[PAGE EXTRACT]
**********
- Born: 1965 (age 59–60)
- Education: Eton College St Andrew's University
- Alma mater: University of Ulster
- Known for: Gurning self-portraits
- Website: tomswork.com

= Tom Hallifax =

Tom Hallifax (born 1965) is an Anglo-Irish contemporary artist who came to prominence in 1993 when his gurning self-portraits were used to publicise the National Portrait Gallery's BP Portrait Award Exhibition. Hallifax, who has lived and worked in Belfast, London, and in a remote cottage on an island off Donegal, currently resides in Dorset.

== Early life and education ==
Hallifax grew up in Hampshire, the descendant of three generations of Admirals. He was educated at Eton and St Andrew's University (1984–1988), where he read Art History, before studying Fine Art at the University of Ulster from 1989 to 1992.

== Career ==
In 1994, Hallifax was commissioned by the Prince of Wales to paint Derek Hill and the garden at Highgrove for the Prince's Trust when he completed a portrait of Chris and Lavender Patten on a visit to Hong Kong as Royal Tour Artist.
**********
[THE DATA]
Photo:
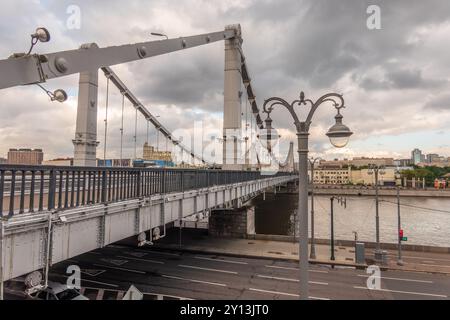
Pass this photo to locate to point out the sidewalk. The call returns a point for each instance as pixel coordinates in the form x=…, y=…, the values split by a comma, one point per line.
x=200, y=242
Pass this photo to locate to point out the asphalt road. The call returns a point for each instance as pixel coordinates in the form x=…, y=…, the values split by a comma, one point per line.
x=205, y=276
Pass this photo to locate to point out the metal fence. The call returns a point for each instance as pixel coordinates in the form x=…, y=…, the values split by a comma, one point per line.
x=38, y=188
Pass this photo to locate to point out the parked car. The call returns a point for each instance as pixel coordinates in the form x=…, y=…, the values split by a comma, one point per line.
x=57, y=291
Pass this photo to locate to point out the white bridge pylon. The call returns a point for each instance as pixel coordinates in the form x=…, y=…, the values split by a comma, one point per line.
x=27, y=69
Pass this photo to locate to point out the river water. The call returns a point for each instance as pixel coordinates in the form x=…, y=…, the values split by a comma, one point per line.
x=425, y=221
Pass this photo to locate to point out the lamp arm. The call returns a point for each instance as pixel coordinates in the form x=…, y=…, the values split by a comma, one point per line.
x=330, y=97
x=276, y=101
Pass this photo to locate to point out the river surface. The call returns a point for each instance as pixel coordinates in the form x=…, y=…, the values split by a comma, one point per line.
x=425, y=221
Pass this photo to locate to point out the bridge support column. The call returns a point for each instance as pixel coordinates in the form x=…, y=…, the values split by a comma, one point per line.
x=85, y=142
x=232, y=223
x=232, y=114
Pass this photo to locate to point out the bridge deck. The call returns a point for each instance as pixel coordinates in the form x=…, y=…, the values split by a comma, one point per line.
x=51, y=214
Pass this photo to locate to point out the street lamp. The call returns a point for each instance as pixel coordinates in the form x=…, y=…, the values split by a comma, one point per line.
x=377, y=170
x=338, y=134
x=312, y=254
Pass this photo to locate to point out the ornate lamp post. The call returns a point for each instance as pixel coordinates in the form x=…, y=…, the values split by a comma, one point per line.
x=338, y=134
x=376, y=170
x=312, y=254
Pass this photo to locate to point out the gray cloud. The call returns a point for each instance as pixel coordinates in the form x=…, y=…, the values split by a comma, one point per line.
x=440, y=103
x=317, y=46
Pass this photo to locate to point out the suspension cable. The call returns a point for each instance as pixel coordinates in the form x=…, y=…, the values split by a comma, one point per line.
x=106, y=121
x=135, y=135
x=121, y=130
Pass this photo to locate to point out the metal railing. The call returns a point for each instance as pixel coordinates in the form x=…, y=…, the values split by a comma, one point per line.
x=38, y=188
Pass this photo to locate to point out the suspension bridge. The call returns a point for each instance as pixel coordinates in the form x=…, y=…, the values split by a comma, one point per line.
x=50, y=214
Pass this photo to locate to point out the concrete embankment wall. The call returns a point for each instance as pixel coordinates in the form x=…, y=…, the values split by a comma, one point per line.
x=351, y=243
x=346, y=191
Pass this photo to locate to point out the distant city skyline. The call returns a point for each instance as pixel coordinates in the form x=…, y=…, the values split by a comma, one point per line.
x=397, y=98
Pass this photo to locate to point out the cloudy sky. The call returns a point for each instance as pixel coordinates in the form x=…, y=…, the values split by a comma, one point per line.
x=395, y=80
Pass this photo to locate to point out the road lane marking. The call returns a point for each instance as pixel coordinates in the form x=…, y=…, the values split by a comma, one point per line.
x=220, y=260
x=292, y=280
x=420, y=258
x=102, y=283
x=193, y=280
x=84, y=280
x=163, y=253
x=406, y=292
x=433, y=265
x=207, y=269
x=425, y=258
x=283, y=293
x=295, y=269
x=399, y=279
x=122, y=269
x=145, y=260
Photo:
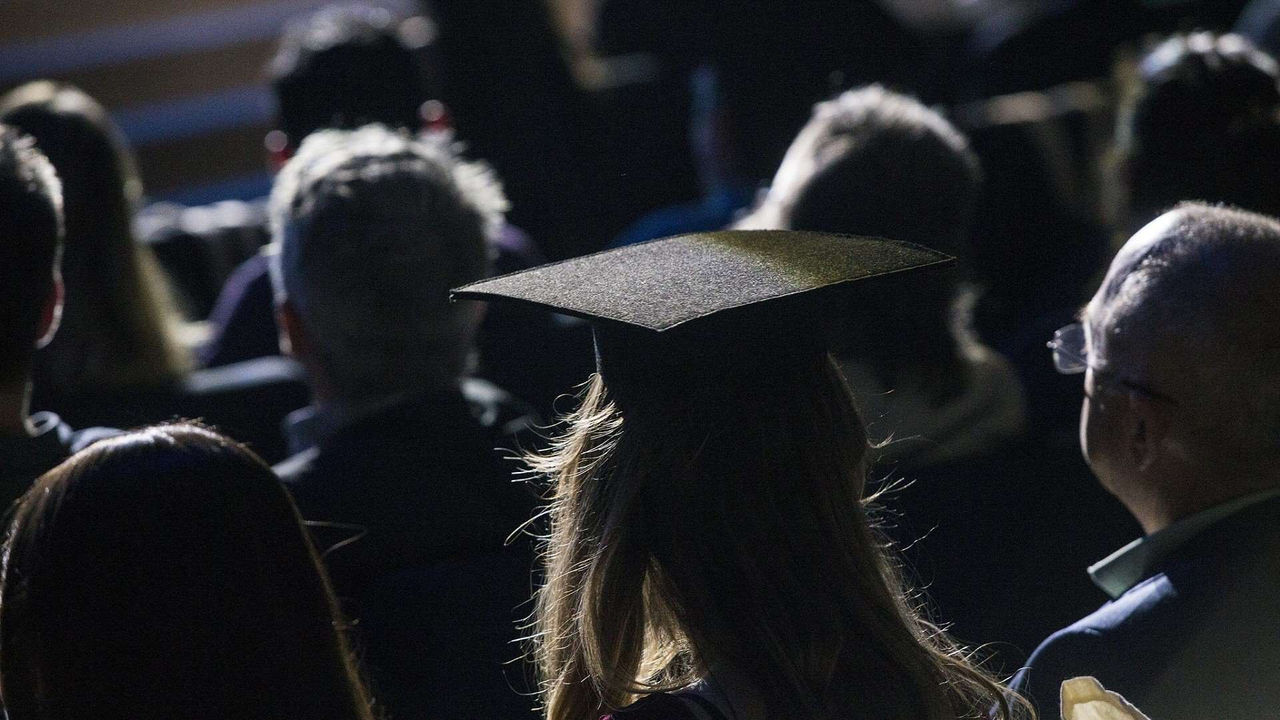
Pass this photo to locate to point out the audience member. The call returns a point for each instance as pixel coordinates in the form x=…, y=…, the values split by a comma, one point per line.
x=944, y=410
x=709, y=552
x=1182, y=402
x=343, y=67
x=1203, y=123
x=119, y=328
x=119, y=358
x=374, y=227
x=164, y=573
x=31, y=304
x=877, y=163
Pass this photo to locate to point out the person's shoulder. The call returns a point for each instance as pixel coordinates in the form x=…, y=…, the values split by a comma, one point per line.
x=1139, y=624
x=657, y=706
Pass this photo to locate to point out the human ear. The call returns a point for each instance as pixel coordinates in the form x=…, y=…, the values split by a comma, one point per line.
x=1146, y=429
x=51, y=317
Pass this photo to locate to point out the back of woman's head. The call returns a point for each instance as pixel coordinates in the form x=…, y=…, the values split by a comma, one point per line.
**********
Answer these questions from the Tom Hallifax text:
1. In what year were his gurning self-portraits used to publicize the BP Portrait Award Exhibition?
2. What subject did he read at St Andrew's University?
3. Who commissioned him in 1994 to paint Derek Hill and the garden at Highgrove?

1. 1993
2. Art History
3. The Prince of Wales